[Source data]
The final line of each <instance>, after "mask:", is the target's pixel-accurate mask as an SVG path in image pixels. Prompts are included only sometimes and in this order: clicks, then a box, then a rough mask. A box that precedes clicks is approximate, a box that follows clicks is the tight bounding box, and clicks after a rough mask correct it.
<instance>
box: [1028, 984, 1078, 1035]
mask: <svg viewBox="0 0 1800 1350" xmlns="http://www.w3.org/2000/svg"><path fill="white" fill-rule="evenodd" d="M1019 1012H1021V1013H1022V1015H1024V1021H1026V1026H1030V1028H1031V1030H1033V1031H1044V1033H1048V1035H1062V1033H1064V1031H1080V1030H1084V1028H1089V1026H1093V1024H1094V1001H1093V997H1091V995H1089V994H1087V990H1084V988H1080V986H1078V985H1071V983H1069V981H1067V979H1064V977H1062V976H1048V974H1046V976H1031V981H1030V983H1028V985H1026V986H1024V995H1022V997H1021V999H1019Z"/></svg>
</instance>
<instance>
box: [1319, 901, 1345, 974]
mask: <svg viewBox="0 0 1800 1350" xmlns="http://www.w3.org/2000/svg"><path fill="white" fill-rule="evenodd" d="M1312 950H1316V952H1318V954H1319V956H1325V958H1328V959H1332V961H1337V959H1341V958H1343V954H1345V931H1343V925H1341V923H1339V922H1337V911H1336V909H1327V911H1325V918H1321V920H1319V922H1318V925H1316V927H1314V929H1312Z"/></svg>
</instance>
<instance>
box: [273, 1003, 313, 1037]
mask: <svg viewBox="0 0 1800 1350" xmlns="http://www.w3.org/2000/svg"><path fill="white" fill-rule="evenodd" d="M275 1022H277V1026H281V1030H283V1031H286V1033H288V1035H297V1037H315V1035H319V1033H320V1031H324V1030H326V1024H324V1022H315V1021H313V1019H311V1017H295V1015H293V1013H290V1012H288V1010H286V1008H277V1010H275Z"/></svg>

#### Task statement
Switch each "rough mask" to "coarse mask" in the records, starting at their first line and stopping after the line that holds "box: [1028, 984, 1078, 1035]". Return only those lines, with everything else left unchanged.

#### Answer space
The final line of each <instance>, after "mask:", is the target's pixel-accurate mask as an SVG path in image pixels. Prompts are included only sometimes and in this order: clicks, then a box, then a coarse mask. A box that precedes clicks is approximate, a box that follows clicks is the tight bounding box, and clicks after a coarse mask correct it.
<instance>
box: [1028, 984, 1078, 1035]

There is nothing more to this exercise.